Arrange the lines of the entries below as a numbered list, beginning at the line that contains "seg: **drainpipe**" and stopping after the line that contains "Give the mask of every instance of the **drainpipe**.". Skip blank lines and leave the pictures out of the answer.

[Start of Source material]

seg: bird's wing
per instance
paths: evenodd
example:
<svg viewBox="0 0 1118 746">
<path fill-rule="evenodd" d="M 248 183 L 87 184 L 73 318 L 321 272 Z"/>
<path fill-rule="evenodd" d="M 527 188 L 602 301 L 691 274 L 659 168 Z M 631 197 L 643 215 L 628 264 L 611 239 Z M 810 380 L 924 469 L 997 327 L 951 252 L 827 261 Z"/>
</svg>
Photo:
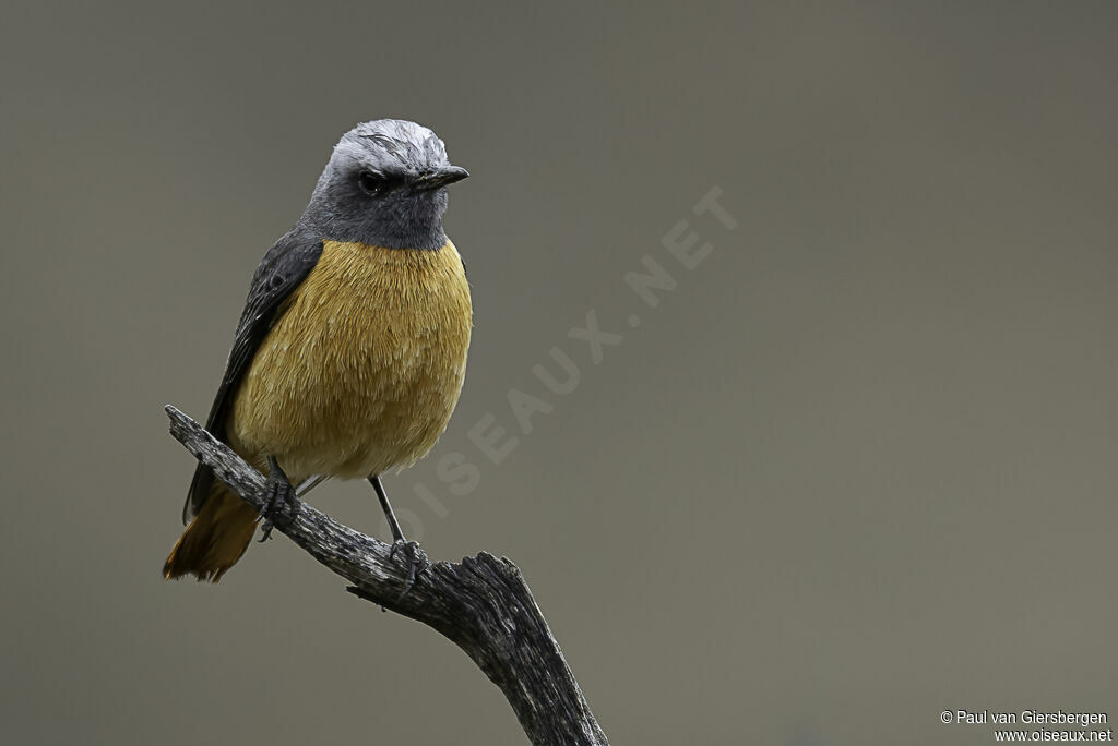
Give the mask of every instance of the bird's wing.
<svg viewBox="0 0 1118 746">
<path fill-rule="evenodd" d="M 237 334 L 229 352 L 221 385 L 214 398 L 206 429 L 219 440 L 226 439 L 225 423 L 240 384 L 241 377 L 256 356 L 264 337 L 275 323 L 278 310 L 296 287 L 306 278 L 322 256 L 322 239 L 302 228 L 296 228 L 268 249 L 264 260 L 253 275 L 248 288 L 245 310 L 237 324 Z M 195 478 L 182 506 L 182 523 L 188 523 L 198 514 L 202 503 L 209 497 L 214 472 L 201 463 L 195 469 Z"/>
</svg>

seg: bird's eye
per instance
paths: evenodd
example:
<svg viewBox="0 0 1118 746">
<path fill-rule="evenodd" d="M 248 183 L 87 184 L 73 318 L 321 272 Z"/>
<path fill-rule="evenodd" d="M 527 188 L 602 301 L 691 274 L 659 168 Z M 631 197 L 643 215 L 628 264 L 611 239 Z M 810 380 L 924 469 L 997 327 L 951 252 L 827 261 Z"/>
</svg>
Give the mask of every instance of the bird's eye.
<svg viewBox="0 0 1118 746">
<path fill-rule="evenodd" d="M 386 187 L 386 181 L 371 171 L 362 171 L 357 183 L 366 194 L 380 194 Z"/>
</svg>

[End of Source material]
[Start of Source material]

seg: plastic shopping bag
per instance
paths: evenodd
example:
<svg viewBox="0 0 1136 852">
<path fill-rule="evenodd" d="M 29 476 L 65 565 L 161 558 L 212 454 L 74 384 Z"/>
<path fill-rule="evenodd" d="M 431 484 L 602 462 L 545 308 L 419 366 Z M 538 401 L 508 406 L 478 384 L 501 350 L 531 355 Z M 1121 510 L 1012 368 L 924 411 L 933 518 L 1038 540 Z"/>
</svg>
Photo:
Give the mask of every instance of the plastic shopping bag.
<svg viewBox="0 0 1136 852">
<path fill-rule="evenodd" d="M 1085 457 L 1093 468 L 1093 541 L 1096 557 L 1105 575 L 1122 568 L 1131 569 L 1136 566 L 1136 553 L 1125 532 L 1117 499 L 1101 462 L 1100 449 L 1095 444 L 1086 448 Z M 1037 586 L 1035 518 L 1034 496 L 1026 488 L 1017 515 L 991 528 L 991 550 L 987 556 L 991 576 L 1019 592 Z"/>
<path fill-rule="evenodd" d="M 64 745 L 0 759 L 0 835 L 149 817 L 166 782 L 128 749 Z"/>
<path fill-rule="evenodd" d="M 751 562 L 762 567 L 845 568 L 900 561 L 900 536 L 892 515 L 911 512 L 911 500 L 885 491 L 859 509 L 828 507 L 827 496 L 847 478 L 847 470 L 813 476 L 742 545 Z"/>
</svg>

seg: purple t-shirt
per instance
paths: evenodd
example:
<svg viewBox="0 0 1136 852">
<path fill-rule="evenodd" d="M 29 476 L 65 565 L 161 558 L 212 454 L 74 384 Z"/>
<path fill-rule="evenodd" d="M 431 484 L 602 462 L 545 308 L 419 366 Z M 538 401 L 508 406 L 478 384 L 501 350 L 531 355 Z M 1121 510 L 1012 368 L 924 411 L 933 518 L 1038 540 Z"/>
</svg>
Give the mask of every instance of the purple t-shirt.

[End of Source material]
[Start of Source material]

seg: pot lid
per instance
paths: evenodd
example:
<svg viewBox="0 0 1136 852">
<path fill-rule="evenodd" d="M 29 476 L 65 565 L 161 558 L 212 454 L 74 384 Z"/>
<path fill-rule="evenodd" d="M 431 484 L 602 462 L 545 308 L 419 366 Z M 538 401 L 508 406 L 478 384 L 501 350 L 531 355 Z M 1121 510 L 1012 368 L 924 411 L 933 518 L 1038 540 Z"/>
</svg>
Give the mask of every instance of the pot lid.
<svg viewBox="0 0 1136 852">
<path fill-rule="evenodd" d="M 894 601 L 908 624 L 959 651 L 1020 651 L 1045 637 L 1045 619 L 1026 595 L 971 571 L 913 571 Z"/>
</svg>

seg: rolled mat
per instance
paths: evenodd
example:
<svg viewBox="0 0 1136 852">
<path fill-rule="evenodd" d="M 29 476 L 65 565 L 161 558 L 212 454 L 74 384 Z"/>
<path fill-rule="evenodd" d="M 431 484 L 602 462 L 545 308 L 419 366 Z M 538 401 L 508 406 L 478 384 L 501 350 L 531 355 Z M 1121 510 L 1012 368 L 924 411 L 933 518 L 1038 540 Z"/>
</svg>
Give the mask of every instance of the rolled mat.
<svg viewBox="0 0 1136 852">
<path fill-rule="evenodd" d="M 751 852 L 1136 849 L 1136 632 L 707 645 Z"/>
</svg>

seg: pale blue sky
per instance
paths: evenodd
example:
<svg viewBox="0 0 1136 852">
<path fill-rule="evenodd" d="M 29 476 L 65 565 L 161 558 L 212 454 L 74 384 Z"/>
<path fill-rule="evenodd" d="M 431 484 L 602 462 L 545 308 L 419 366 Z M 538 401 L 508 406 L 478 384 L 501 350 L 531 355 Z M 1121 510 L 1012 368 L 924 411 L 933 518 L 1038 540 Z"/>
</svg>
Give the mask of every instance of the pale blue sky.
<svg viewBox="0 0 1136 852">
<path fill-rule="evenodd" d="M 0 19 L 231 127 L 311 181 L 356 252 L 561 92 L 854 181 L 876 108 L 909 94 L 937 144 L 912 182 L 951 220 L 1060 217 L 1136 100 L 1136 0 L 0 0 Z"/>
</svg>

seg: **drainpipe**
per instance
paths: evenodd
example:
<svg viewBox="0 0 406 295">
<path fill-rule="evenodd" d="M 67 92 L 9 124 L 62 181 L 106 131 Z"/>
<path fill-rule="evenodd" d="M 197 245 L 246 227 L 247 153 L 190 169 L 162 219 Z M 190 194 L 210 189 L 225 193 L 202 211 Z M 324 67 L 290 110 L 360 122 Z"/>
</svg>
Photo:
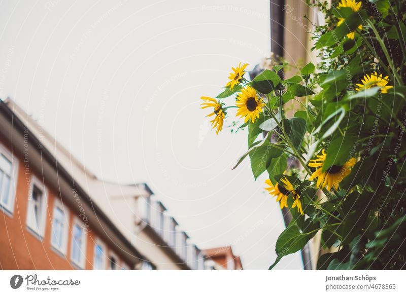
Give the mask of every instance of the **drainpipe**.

[End of Source material]

> Result for this task:
1. seg: **drainpipe**
2. per instance
3. paths: evenodd
4. example:
5. <svg viewBox="0 0 406 295">
6. <path fill-rule="evenodd" d="M 67 92 L 9 124 L 62 181 L 106 131 Z"/>
7. <path fill-rule="evenodd" d="M 197 245 L 246 227 L 247 153 L 190 169 L 162 219 Z M 190 194 L 210 189 L 225 193 L 202 211 Z M 324 67 L 290 110 L 360 122 Z"/>
8. </svg>
9. Photo:
10. Give the mask of every instance of the **drainpipe**.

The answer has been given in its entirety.